** Exercises to complete **
a – Please output the passage of the column below word for word, beginning at "He was going" and stopping after "nest for himself.".
b – Answer these questions using the column below:
(i) Which division did John Batiste command in Iraq?
(ii) How many words a minute did the writer type as a corporal?
(iii) How many al Qaeda fighters does the column say are now in Iraq?

[start of Text excerpt]

Lonsberry On The Loose

 


The General was Right

 
I spent a couple of hours Friday with a man who I once thought was wrong.
 
John Batiste. A retired two star out of the United States Army. Between him and his dad, they’ve been boots on the ground in every fight we’ve had since World War 2.
 
And five years ago I thought he was full of crap.
 
He was going around the country bad mouthing the Iraq war.
 
And I was certain he was wrong. I was bothered he was against “the team.” I was sure he was feathering a Democratic nest for himself.
 
For context, he commanded the 1st Infantry Division in Iraq. I was a corporal who typed 20 words a minute in Indiana.
 
But I was sure he was wrong.
 
Five years later, it seems pretty clear that he was a lot closer to the truth than I was.
 
From this perspective, looking back on a decade of war, there is an odd sickening of the stomach that makes you wonder if any of it was worthwhile.
 
Particularly Iraq.
 
As I see it, the benefit of Iraq was that it changed the venue on the war with Islamic fundamentalism. Instead of them attacking our civilians on our streets, we got them to attack our soldiers on their streets.
 
That is not an insignificant benefit. It provided true service to the safety and security of the American homeland.
 
But it probably could have been achieved by other means, and certainly with less exposure and impact for ourselves and others.
 
Because beyond that, Iraq was a complete failure. Iraq is dramatically worse off today, the region is significantly destabilized, and America and the world are endangered by a freed and empowered Iran.
 
Yes, Saddam Hussein was a murdering dictator. But more people had better lives and fewer people died under him than under the current situation. Saddam Hussein kept militant Islam under control. Iraq is now a hotbed of militant Islam. Whereas there may have been a token dozen or so al Qaeda fighters in Iraq before we invaded, there are now more than a thousand.

[end of Text excerpt]
[start of Listed records]

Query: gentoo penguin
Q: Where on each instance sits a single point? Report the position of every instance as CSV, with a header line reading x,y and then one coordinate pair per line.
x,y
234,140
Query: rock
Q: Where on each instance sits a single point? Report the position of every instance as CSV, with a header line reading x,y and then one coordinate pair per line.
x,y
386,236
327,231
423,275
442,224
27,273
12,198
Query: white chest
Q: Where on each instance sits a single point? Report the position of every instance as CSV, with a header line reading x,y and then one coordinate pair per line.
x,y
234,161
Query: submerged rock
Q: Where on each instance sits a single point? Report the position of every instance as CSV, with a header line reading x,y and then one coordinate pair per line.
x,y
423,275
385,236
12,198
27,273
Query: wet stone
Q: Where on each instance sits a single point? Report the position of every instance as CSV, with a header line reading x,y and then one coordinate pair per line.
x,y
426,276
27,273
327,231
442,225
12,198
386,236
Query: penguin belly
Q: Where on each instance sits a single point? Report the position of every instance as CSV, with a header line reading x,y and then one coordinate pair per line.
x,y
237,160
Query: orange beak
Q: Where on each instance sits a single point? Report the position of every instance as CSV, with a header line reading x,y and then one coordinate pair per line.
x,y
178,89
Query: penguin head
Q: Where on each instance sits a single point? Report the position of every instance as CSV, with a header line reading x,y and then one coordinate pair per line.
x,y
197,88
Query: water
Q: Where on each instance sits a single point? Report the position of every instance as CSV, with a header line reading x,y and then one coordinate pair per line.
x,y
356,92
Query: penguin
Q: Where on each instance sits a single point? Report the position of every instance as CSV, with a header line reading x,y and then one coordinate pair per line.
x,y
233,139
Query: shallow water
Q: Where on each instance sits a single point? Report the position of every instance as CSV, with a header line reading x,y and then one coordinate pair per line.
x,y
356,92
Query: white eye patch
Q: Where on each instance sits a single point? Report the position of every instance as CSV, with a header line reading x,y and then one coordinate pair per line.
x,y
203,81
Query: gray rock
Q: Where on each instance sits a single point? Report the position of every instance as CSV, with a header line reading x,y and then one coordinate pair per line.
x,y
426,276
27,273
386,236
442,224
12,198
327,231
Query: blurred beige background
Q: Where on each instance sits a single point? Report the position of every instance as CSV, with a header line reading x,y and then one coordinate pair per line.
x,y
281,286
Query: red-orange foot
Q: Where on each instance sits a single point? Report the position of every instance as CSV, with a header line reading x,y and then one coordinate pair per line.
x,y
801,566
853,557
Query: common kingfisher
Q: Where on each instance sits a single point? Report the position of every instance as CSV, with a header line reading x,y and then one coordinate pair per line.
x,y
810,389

[end of Listed records]

** Final results **
a –
He was going around the country bad mouthing the Iraq war.
 
And I was certain he was wrong. I was bothered he was against “the team.” I was sure he was feathering a Democratic nest for himself.

b –
(i) The 1st Infantry Division.
(ii) 20 words a minute.
(iii) More than a thousand.